SOURCE DATA: Begin

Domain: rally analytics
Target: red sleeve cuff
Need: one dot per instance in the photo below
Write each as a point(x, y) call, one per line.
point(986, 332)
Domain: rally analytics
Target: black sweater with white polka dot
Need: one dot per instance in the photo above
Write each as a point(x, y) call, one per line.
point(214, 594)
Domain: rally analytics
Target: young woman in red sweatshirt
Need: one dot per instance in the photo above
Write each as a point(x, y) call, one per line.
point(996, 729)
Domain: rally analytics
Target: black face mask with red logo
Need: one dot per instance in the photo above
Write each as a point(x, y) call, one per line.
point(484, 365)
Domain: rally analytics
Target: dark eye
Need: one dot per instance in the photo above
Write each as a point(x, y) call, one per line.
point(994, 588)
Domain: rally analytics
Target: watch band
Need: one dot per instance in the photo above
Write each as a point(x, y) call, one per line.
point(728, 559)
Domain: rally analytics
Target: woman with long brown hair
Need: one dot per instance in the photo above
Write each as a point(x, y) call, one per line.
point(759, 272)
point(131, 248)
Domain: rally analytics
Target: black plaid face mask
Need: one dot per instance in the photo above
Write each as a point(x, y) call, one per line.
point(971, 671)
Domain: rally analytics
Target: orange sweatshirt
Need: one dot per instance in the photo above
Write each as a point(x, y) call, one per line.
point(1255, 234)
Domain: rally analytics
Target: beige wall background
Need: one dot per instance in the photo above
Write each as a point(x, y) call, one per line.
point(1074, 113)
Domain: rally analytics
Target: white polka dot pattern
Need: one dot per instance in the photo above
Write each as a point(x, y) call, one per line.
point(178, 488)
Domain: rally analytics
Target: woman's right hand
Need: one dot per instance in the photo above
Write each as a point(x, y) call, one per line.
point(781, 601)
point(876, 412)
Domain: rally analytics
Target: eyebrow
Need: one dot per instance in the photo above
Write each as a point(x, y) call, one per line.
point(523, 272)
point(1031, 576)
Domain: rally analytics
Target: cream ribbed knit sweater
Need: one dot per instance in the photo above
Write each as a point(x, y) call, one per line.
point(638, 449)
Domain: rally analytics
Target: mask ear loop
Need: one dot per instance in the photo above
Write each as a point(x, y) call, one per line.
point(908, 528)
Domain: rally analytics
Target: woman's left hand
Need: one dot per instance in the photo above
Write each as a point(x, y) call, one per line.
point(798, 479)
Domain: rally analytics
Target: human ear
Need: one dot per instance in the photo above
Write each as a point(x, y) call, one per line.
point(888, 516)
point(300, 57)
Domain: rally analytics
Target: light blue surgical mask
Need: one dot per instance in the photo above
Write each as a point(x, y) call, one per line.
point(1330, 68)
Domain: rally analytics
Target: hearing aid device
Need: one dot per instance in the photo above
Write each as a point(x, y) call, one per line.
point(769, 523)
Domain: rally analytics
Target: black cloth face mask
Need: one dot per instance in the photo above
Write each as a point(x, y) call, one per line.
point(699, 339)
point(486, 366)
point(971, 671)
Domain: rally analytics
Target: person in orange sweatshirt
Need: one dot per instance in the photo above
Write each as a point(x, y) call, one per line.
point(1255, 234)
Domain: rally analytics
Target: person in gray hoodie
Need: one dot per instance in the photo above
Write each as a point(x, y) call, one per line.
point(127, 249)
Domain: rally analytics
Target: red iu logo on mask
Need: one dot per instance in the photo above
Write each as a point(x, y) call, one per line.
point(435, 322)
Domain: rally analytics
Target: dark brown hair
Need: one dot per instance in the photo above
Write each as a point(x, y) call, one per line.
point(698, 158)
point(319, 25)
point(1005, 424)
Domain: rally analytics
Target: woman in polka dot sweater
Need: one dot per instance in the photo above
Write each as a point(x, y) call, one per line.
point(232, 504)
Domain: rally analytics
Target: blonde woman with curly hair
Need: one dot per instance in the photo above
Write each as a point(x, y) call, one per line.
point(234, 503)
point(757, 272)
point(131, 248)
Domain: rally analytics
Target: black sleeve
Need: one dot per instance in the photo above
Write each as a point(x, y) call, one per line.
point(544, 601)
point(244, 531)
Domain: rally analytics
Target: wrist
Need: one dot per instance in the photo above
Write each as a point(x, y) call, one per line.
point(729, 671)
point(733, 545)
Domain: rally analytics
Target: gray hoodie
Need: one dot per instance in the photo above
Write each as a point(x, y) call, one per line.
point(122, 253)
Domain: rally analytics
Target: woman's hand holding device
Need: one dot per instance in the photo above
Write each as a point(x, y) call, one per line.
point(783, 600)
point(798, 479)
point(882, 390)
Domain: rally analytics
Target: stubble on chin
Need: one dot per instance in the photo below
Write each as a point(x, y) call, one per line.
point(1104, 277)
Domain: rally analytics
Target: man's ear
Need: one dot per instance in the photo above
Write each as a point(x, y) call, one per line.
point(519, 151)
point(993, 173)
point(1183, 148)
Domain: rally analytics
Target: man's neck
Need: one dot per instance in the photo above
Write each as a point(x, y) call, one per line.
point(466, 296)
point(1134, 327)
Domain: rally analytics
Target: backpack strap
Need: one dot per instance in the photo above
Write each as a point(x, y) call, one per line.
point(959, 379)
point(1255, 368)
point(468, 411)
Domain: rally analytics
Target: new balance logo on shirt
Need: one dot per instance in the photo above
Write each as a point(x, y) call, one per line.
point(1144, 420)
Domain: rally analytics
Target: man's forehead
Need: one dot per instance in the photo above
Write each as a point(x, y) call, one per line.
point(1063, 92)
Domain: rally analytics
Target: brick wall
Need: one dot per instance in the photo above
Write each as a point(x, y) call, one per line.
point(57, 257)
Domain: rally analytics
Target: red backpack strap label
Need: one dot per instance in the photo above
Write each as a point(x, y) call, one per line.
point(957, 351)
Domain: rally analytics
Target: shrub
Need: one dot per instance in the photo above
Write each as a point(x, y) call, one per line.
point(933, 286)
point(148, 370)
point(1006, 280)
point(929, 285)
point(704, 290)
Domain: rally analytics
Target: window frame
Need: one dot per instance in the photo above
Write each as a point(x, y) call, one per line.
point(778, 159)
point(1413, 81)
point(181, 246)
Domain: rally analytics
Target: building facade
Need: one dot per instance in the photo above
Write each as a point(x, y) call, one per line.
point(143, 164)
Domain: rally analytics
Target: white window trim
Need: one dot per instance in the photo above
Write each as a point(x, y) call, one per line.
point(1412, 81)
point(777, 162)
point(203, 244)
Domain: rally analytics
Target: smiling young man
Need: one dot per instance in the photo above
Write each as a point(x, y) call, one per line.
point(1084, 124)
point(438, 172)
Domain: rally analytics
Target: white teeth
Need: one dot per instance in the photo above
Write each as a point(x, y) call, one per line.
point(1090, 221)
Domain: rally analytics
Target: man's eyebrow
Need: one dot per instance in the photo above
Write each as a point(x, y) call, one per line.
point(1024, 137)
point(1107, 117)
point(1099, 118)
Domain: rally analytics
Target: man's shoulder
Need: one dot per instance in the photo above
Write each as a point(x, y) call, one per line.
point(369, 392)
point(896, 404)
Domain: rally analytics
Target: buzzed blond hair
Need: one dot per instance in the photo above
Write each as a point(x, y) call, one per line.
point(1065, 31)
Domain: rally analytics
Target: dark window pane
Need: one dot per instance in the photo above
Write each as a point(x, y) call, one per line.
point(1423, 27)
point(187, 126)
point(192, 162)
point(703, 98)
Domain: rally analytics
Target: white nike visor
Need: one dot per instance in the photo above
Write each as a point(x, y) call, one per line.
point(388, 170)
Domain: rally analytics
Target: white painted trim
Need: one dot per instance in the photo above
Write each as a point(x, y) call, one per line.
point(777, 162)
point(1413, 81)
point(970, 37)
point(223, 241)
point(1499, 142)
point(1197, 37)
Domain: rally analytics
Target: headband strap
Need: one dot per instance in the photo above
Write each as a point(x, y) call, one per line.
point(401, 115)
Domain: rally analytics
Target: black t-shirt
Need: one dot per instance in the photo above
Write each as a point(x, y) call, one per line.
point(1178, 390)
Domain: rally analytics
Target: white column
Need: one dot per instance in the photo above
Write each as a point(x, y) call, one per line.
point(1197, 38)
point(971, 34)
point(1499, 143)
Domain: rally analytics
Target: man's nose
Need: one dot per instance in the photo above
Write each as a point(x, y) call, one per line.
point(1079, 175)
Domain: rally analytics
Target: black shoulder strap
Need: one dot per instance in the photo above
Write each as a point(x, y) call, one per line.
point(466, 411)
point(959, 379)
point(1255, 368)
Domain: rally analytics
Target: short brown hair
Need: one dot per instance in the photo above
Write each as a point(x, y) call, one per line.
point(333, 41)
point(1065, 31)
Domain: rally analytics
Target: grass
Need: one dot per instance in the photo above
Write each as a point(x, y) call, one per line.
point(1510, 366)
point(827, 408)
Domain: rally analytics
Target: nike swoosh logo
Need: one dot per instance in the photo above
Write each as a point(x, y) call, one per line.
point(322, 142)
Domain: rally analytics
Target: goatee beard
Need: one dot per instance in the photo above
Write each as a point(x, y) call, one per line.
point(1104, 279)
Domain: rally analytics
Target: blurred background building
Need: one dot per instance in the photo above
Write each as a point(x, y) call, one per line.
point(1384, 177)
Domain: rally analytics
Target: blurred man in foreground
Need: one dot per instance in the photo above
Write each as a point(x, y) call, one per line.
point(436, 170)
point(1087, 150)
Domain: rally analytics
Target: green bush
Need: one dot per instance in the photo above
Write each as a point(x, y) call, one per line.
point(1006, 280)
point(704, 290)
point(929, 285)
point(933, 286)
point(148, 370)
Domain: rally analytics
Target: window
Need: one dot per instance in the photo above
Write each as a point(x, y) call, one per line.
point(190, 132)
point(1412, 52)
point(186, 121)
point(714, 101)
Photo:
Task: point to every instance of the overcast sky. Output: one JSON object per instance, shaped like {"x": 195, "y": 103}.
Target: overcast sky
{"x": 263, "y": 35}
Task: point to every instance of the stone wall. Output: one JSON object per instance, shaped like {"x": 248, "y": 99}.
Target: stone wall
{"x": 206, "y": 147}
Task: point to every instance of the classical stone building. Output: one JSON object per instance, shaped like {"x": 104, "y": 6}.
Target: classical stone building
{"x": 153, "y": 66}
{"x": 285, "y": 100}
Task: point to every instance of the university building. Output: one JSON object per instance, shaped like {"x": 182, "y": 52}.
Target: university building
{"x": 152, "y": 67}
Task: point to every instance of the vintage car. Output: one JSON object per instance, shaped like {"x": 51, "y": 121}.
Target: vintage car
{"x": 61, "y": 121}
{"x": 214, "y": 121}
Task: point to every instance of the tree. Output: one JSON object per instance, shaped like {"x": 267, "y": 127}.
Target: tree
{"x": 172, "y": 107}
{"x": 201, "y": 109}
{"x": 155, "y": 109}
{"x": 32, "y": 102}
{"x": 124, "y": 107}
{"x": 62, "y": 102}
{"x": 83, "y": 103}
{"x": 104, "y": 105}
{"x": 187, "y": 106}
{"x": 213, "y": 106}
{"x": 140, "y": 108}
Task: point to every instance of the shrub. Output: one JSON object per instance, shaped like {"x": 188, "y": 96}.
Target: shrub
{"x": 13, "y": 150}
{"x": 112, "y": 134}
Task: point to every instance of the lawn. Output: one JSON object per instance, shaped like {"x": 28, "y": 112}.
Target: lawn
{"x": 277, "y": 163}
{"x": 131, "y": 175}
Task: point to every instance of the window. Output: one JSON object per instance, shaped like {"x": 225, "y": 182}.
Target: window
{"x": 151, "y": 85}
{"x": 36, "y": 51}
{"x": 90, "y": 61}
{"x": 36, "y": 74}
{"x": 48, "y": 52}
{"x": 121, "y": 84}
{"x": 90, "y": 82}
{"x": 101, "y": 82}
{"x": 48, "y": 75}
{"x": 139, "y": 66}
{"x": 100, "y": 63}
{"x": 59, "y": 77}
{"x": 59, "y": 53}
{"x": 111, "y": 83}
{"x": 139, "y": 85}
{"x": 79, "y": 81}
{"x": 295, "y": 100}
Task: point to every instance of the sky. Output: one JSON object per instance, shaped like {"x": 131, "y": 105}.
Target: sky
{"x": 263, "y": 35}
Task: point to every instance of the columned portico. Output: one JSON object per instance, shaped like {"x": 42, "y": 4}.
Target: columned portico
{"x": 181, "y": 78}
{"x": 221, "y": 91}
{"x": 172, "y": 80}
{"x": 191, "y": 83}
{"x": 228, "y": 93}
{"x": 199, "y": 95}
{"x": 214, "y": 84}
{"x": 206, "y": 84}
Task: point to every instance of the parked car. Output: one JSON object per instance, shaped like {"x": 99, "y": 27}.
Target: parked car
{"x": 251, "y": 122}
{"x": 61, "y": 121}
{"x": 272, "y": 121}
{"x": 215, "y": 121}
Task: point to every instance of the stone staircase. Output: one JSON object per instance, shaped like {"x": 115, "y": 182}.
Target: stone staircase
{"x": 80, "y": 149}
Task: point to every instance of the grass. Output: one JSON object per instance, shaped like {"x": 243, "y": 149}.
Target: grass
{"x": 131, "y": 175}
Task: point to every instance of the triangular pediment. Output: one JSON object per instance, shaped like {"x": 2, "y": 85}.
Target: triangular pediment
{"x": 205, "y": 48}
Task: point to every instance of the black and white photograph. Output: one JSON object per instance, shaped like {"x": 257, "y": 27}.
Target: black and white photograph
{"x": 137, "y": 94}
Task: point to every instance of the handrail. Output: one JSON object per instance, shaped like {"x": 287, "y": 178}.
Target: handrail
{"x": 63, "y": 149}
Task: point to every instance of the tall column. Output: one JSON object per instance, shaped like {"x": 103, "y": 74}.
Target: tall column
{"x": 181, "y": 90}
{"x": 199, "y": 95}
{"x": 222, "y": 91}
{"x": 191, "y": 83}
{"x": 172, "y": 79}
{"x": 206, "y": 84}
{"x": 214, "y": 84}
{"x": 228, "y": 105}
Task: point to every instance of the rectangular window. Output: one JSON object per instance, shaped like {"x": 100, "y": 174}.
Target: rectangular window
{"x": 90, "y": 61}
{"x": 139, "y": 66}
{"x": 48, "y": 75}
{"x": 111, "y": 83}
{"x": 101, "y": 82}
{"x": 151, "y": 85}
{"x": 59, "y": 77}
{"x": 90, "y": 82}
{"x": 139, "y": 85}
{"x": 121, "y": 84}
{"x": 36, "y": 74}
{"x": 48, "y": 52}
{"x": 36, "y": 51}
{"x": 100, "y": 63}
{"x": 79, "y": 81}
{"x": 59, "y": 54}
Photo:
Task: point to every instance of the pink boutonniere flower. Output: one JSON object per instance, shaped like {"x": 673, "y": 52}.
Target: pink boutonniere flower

SOURCE DATA: End

Check each line of the data above for the word "person", then state how many lines have it. Give the number alone.

SOLUTION:
2